• TASK DESCRIPTION: Transcribe the section of the piece on citation normalization in university rankings between "This is justified" and "for various subjects.", inclusive.

• PROVIDED TEXT:
University rankers seem to be moving towards the field normalization of citations data. In 2010 Times Higher Education and Thomson Reuters started using it for their world rankings. The scores for citations did not reflect the absolute number of citations or even citations per paper or per faculty but citations per paper in relation to the world average for 250 fields. Normalisation by year of citation was added to the process. I have heard that QS is considering normalization by five subject groups. Meanwhile THE has switched to Scopus as a data source and they apparently have 300 fields.
This is justified by the claim that it is unfair that an outstanding paper in history or philosophy should be given the same value as a mediocre one in medicine or physics, something that could happen if only the number of citations were counted. Perhaps, but that assumes that all subjects are equal even if society values them differently and provides more money for some fields and even if they require different levels of cognitive ability.
The website The Tab provides evidence from the Complete Universities Guide (still searching for the original data) that in the UK there are substantial differences in the grades required by universities for various subjects.
The five most difficult subjects measured by points for grades (Advanced level A = 120) are:
Medicine
Dentistry
Physics
Chemical Engineering
Classics.
The least difficult are:
Business and Management
Accounting and Finance
Education
American Studies
Sociology.
This is for undergraduate education in the UK. Looking at future majors of GRE test takers in the US we find something similar Philosophers, physicists and economists are very much brighter than future accountants, social workers, education specialists and public administrators. Engineers perform poorly for verbal aptitude but better for mathematical aptitude. See here and here.
Does it make sense that the average paper in a demanding discipline like physics or philosophy should be treated as exactly the same as the average paper in education or sociology?

• SUPPLIED RECORDS:
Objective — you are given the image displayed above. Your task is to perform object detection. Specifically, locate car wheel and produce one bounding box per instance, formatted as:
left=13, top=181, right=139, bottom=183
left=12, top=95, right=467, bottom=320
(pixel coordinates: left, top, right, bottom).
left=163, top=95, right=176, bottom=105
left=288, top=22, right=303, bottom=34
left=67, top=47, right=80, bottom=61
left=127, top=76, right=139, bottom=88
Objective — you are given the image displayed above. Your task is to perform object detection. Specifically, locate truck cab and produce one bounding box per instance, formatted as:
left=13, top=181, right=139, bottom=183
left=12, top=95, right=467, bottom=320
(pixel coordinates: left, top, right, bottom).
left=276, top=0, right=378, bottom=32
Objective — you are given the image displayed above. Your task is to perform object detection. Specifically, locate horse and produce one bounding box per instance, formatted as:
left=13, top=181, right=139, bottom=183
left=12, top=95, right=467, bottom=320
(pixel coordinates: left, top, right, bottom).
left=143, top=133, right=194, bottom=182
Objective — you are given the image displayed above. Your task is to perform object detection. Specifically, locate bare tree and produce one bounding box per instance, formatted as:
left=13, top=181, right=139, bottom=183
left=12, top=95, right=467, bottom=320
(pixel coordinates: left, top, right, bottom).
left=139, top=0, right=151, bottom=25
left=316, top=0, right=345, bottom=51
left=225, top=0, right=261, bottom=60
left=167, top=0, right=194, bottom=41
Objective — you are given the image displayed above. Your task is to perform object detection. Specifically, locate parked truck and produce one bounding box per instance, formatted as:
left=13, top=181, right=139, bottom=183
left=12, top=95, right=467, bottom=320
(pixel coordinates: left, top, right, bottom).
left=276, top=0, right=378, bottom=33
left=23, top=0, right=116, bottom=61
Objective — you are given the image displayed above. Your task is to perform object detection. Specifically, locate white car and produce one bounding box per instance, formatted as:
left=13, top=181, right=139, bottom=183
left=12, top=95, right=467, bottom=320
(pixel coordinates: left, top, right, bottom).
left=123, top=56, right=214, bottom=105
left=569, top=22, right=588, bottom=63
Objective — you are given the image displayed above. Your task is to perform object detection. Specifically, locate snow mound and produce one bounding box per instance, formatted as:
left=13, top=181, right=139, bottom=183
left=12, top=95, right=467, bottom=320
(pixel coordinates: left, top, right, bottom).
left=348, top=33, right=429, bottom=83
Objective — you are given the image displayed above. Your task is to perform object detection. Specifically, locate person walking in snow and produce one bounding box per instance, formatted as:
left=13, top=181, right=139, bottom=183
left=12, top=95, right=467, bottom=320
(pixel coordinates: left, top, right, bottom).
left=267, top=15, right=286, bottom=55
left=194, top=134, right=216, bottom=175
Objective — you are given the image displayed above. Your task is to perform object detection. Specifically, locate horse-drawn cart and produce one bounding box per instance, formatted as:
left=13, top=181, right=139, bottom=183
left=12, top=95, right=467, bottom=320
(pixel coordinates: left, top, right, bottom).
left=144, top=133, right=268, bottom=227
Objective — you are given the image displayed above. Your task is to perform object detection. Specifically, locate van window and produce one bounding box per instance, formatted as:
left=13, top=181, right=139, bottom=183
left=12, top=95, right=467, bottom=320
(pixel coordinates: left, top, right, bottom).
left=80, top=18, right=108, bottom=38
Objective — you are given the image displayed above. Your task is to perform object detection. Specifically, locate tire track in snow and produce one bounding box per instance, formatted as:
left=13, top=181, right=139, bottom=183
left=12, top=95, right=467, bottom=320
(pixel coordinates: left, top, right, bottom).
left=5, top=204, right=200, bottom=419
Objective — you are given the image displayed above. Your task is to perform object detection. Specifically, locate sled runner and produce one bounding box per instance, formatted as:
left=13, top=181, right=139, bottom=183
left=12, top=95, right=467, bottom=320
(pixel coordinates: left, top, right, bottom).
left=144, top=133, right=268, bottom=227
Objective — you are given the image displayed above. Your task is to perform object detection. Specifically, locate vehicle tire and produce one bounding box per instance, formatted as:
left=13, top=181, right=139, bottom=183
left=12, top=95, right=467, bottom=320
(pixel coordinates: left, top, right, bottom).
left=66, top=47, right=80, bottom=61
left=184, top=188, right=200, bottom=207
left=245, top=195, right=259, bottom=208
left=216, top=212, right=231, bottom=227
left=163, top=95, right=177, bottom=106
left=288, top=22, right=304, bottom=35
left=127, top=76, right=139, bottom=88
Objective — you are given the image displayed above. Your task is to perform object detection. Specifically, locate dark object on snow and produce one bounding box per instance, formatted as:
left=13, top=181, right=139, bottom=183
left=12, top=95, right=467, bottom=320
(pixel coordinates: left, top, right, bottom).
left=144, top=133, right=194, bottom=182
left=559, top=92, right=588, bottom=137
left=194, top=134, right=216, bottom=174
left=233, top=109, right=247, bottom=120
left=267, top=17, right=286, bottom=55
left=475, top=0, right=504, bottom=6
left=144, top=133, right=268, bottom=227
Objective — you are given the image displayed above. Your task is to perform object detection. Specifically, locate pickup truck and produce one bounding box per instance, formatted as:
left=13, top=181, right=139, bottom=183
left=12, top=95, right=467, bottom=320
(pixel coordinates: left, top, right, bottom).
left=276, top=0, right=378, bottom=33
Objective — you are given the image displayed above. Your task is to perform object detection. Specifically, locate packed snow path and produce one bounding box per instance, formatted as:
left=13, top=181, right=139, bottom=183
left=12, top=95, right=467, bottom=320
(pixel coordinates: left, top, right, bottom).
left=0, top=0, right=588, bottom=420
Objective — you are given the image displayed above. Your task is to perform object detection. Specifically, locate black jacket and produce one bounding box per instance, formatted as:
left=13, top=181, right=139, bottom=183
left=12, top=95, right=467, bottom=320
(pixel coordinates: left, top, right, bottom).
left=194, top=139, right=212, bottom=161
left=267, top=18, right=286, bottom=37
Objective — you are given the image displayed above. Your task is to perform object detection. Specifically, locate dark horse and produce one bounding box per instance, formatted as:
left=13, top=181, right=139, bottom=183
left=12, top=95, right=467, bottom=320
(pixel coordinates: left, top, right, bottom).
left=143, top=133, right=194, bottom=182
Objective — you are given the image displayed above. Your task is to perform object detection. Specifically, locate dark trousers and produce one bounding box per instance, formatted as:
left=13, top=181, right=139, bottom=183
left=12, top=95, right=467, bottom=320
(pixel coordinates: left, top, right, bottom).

• WRITTEN REPLY:
This is justified by the claim that it is unfair that an outstanding paper in history or philosophy should be given the same value as a mediocre one in medicine or physics, something that could happen if only the number of citations were counted. Perhaps, but that assumes that all subjects are equal even if society values them differently and provides more money for some fields and even if they require different levels of cognitive ability.
The website The Tab provides evidence from the Complete Universities Guide (still searching for the original data) that in the UK there are substantial differences in the grades required by universities for various subjects.